[PROBLEM STATEMENT] Copy every row below word for word.
#### EXTRACTED RECORDS
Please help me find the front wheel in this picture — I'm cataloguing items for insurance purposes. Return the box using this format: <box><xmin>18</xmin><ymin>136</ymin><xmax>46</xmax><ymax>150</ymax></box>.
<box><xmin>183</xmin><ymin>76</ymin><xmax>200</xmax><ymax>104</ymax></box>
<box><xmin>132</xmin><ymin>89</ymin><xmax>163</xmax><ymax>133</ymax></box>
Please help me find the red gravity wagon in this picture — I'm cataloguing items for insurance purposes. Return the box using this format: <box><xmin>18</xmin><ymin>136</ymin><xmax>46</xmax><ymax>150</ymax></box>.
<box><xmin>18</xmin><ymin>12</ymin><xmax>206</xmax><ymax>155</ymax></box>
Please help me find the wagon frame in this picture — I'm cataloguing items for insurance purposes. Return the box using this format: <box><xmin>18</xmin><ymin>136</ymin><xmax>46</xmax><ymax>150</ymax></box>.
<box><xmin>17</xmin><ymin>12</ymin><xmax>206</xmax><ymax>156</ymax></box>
########
[THE ANSWER]
Please help me find the front wheel in this picture — I'm cataloguing items for insurance purposes. Return the box using this format: <box><xmin>18</xmin><ymin>136</ymin><xmax>46</xmax><ymax>150</ymax></box>.
<box><xmin>183</xmin><ymin>76</ymin><xmax>200</xmax><ymax>104</ymax></box>
<box><xmin>132</xmin><ymin>89</ymin><xmax>163</xmax><ymax>133</ymax></box>
Please help me find the red gravity wagon in this picture — I'm cataloguing items for insurance purposes. Return the box using this format: <box><xmin>18</xmin><ymin>136</ymin><xmax>46</xmax><ymax>150</ymax></box>.
<box><xmin>18</xmin><ymin>12</ymin><xmax>206</xmax><ymax>155</ymax></box>
Please help me find the wagon frame in this picture — I'm cataloguing items for insurance purposes. Return the box using this format: <box><xmin>18</xmin><ymin>136</ymin><xmax>46</xmax><ymax>150</ymax></box>.
<box><xmin>17</xmin><ymin>12</ymin><xmax>206</xmax><ymax>156</ymax></box>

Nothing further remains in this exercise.